__Collected data__
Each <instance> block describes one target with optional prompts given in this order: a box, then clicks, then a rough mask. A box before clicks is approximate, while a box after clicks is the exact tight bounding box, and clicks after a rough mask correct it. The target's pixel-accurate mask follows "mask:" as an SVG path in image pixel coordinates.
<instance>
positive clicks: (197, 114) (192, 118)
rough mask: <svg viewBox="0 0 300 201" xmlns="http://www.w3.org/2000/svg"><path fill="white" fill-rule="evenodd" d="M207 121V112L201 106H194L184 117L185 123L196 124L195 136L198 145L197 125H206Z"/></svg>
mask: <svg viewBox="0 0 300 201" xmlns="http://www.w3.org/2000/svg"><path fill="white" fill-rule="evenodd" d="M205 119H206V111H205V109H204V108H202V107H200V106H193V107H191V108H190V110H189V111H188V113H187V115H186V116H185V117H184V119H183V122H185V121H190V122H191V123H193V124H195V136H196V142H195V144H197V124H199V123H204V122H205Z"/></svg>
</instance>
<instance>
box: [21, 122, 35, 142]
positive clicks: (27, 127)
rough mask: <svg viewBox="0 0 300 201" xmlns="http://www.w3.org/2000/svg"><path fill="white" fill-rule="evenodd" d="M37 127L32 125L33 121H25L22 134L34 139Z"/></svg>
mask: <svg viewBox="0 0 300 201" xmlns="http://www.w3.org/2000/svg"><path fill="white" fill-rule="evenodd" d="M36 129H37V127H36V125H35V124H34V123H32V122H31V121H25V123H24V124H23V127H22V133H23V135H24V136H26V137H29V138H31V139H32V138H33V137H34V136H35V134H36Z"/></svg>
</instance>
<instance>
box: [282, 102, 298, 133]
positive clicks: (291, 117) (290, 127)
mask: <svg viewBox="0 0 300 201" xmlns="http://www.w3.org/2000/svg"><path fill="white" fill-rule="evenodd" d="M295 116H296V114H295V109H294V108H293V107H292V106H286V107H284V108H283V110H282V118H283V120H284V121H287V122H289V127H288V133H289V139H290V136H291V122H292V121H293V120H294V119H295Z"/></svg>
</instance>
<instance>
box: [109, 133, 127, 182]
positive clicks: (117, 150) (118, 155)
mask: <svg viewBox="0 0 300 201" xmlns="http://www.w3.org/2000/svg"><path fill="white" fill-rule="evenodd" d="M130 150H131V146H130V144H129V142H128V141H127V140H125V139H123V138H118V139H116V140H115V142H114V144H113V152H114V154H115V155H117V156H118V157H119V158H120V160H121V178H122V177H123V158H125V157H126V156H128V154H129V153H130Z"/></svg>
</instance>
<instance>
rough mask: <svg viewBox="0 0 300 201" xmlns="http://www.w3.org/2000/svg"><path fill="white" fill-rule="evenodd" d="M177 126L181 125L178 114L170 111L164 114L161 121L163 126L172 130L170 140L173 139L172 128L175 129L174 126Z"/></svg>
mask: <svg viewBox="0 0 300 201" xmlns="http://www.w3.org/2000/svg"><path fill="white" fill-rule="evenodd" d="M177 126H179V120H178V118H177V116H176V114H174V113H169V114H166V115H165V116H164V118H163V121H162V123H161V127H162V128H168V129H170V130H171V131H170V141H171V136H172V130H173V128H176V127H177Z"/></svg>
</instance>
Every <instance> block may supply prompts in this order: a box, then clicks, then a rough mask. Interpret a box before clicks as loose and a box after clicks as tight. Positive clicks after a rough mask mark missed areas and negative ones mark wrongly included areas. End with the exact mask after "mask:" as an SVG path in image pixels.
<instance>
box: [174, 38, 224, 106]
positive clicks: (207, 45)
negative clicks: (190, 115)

__Work task__
Reproduce the items verbatim, starting at the very first line and ending with the line that contains "121V112L201 106H194L184 117L185", including that line.

__Solved problem__
Each <instance> block describes one target with optional prompts given in this order: a box, then clicks, then a rough mask. A box before clicks is approximate, while a box after clicks is the exact tight bounding box, and clicks after a rough mask correct it. The target's pixel-accurate mask follows "mask:" as an SVG path in image pixel coordinates.
<instance>
positive clicks: (197, 114) (192, 118)
rough mask: <svg viewBox="0 0 300 201" xmlns="http://www.w3.org/2000/svg"><path fill="white" fill-rule="evenodd" d="M207 121V112L201 106H194L184 117L185 123L196 124L195 136L198 145L197 125H206Z"/></svg>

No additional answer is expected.